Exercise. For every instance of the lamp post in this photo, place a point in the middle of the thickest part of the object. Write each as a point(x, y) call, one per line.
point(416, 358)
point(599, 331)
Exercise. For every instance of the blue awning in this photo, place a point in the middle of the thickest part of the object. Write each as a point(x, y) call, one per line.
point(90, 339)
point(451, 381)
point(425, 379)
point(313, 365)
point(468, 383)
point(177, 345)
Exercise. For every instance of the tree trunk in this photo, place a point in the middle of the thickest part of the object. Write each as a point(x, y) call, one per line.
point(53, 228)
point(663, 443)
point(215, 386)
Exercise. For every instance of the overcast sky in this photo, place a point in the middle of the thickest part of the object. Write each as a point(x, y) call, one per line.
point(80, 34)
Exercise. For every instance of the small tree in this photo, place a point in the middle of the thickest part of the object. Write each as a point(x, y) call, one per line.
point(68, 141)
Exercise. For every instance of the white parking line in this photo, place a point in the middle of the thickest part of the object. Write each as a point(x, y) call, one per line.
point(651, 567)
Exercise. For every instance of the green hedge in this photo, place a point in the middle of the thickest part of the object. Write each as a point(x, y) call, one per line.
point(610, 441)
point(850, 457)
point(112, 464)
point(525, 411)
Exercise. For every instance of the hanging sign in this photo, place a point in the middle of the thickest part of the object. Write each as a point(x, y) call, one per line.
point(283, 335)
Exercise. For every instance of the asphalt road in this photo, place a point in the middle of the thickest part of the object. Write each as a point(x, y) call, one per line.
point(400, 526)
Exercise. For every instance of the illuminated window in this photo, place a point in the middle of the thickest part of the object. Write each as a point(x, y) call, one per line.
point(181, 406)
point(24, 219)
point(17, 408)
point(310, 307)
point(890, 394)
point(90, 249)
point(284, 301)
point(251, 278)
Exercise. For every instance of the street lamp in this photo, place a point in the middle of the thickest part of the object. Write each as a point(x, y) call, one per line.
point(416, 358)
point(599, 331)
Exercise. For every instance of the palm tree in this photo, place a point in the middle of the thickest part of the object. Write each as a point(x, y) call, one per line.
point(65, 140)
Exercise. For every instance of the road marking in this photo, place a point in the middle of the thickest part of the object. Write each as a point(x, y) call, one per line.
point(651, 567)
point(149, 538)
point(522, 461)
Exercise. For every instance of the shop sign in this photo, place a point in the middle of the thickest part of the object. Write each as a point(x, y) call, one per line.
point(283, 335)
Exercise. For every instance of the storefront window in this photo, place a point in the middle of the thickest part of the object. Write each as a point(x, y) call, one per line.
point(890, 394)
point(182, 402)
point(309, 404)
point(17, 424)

YOUR TASK:
Duplicate verbatim the stretch of rows above from the line containing "Exercise. For every instance of the hanging" through the line containing "point(400, 526)", including both end lines.

WORKED ANSWER:
Exercise. For every instance of the hanging sign in this photo, place a point in the middle of the thickest part of the object. Write each as a point(x, y) call, one per line.
point(283, 335)
Exercise. For every instance of the asphalt road in this photo, place a point in the middle of the thickest part of the object. Write each as a point(x, y) call, one per line.
point(400, 526)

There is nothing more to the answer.